Task brief: Each line below should be retyped exactly, with no pictures.

Data section:
◇ ◇ ◇ ◇
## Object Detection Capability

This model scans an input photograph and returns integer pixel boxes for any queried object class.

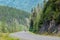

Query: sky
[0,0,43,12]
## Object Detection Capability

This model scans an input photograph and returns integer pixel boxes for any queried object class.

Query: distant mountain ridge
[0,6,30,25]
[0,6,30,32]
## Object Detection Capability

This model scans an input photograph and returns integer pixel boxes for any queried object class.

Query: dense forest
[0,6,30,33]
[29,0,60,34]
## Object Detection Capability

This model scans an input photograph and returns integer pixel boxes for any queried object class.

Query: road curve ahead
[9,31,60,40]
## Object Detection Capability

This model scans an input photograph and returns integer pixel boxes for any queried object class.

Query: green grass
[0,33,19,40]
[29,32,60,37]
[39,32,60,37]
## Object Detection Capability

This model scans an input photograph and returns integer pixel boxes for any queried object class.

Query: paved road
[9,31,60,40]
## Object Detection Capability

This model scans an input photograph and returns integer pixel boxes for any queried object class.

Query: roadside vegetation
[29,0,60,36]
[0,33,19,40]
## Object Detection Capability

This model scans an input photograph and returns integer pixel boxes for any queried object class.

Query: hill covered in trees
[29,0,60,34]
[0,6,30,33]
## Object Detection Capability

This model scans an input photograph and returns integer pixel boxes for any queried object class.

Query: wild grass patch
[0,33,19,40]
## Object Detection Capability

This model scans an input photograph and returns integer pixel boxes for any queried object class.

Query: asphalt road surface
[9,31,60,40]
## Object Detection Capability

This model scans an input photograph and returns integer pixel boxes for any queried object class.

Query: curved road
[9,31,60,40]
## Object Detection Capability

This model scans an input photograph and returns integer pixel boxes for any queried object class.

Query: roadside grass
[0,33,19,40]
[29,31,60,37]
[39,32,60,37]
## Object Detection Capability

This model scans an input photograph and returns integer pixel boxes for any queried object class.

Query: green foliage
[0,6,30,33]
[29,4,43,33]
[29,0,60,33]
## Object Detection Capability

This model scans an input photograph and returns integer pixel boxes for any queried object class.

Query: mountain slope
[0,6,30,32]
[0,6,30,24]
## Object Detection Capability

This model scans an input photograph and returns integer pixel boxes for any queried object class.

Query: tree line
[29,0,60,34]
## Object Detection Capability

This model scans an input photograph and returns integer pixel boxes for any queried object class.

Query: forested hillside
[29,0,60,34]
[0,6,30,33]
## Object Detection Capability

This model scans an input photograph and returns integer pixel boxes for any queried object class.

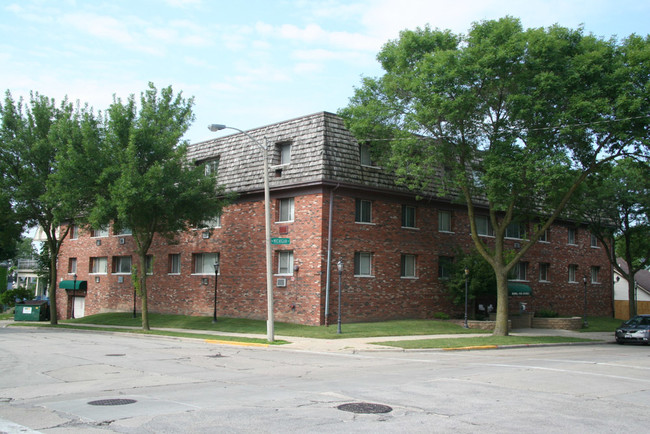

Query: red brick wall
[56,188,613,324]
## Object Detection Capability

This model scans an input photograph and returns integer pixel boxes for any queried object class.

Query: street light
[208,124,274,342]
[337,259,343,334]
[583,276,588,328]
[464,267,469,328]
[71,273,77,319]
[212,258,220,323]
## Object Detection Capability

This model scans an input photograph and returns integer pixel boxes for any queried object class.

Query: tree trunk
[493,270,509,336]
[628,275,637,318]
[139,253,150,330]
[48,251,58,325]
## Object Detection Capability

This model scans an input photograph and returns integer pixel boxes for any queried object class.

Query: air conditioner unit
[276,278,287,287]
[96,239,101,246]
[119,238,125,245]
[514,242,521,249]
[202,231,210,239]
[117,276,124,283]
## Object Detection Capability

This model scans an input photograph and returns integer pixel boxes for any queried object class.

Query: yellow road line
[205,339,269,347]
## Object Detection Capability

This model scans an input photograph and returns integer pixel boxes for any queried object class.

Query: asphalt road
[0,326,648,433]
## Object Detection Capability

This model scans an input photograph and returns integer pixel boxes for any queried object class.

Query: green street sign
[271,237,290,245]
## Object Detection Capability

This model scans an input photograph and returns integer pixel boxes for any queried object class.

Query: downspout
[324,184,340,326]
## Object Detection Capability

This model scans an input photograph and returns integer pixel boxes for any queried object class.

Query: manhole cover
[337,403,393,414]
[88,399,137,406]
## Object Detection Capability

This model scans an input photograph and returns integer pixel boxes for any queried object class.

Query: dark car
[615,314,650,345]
◇ ◇ ◇ ◇
Answer for the task:
## Object Detection Capability

This model scans an input photograph and returns integer pixel boxes for any queried object class.


Query: sky
[0,0,43,12]
## Object Detection Capability

This model scans an input photograph and returns integer pixel boxes for any queried object class.

Query: distant mountain ridge
[0,6,30,25]
[0,6,30,32]
## Object Detection Capability

This model scans an input photograph and returns integer pixel boxes for any queried object class.

Query: dense forest
[0,6,30,33]
[29,0,60,34]
## Object Detection Capability

This model scans an input photograph and returns integer pixel boxes for any queried object class.

Query: road curve ahead
[9,31,60,40]
## Object Detection Capability

This model scans an input photograph and returns integer pixel boxes for any queried object class.

Query: green grass
[0,33,19,40]
[29,32,60,37]
[39,32,60,37]
## Object Detection Capability

This model scans an input photograph and returns integer pixel boxes for any queried object class.

Query: paved road
[9,31,60,40]
## Object Detection Capability

This model scans an input photograph and returns integer pixel boxes for any queried object class.

Query: roadside vegetation
[29,0,60,36]
[0,33,19,40]
## Object Detection Capability

This model scans an input photograph and returns integer pixel boxes for any queried object class.

Query: hill covered in trees
[29,0,60,34]
[0,6,30,33]
## Object Detection Capability

This model scans an input photograph and returns integer pixel boxes for any queried object class.

Query: wild grass patch
[0,33,19,40]
## Object Detection Capability

This model scans an input photograph and returns integer pixel boxes for any queried object class.

Query: asphalt road surface
[9,31,60,40]
## Object Detection Capability

This model scans an input photograph and returns integer pixel boxes for any queried object class.

Query: curved road
[9,31,60,40]
## Object Detection Capability

This model scans an input photograph and returns integer pixel boxes for any queried object class.

Query: roadside grass
[0,33,19,40]
[29,31,60,37]
[39,32,60,37]
## Object Detection Capability

This model scans an input photograph and returns integer pixel boxes for any queried object class.

Query: green foliage
[0,6,30,33]
[29,4,43,33]
[29,0,60,33]
## Object Detection Capability

This model scans an input photograph and returns integer pixel boxes for any queried object class.

Query: mountain slope
[0,6,30,32]
[0,6,30,24]
## Object Detection Capability

This model scans an input photograph and returns integer pixel boxes for any queried object class.

Query: tree line
[29,0,60,34]
## Object Detection Capability

This model scans an input photograph and returns integer pixel boxes for any queried object class.

Query: forested hillside
[29,0,60,34]
[0,6,30,33]
## Object Detection Capability

This model scans an input photograph and returns integer pixel boxes for any queried object class.


Query: red brick wall
[56,188,613,324]
## Object Detection Capability

This model scans an input photograph and returns integer pixel boxes for any queried object class.

Query: street light
[208,124,274,342]
[337,259,343,334]
[583,276,588,328]
[464,267,469,328]
[71,273,77,319]
[212,258,220,323]
## Object Detection Capability

This model scans an input photograph and returns integer pixel boxes for any queried object class.

Query: tree trunk
[493,270,509,336]
[628,275,637,318]
[139,253,150,330]
[48,251,58,325]
## Object Detection Capability

This model scans an input photograph and returns integer pixel boxes for any queried object class.

Query: air conditioner unit
[276,278,287,287]
[96,239,101,246]
[119,238,125,245]
[514,242,521,249]
[202,231,210,239]
[117,276,124,283]
## Object Detection Capability

This model scans an input photograph and returns integer pixel boxes for any queried object class.

Query: yellow road line
[205,339,269,347]
## Object Detection Capability

This model scans an input photograph and returns integer pixel boxes for any queried object class.

Query: asphalt road
[0,326,648,433]
## Object Detection Capability

This model scans an input photograph and returns integer pixel boxes for any queried object class.

Query: green street sign
[271,237,290,245]
## Object Detection Capability

This model scans an input photograph and returns integer pixel boxes for any queried object class.

Query: downspout
[324,184,340,326]
## Object Detection Capability

This model scans an input photograph and returns integer pixel boxes for any queried object class.

Query: manhole cover
[337,403,393,414]
[88,399,137,406]
## Object Detection Capability

This model scans an input photograph and returns integer pixel boxes for any queried object class.

Query: dark car
[615,314,650,345]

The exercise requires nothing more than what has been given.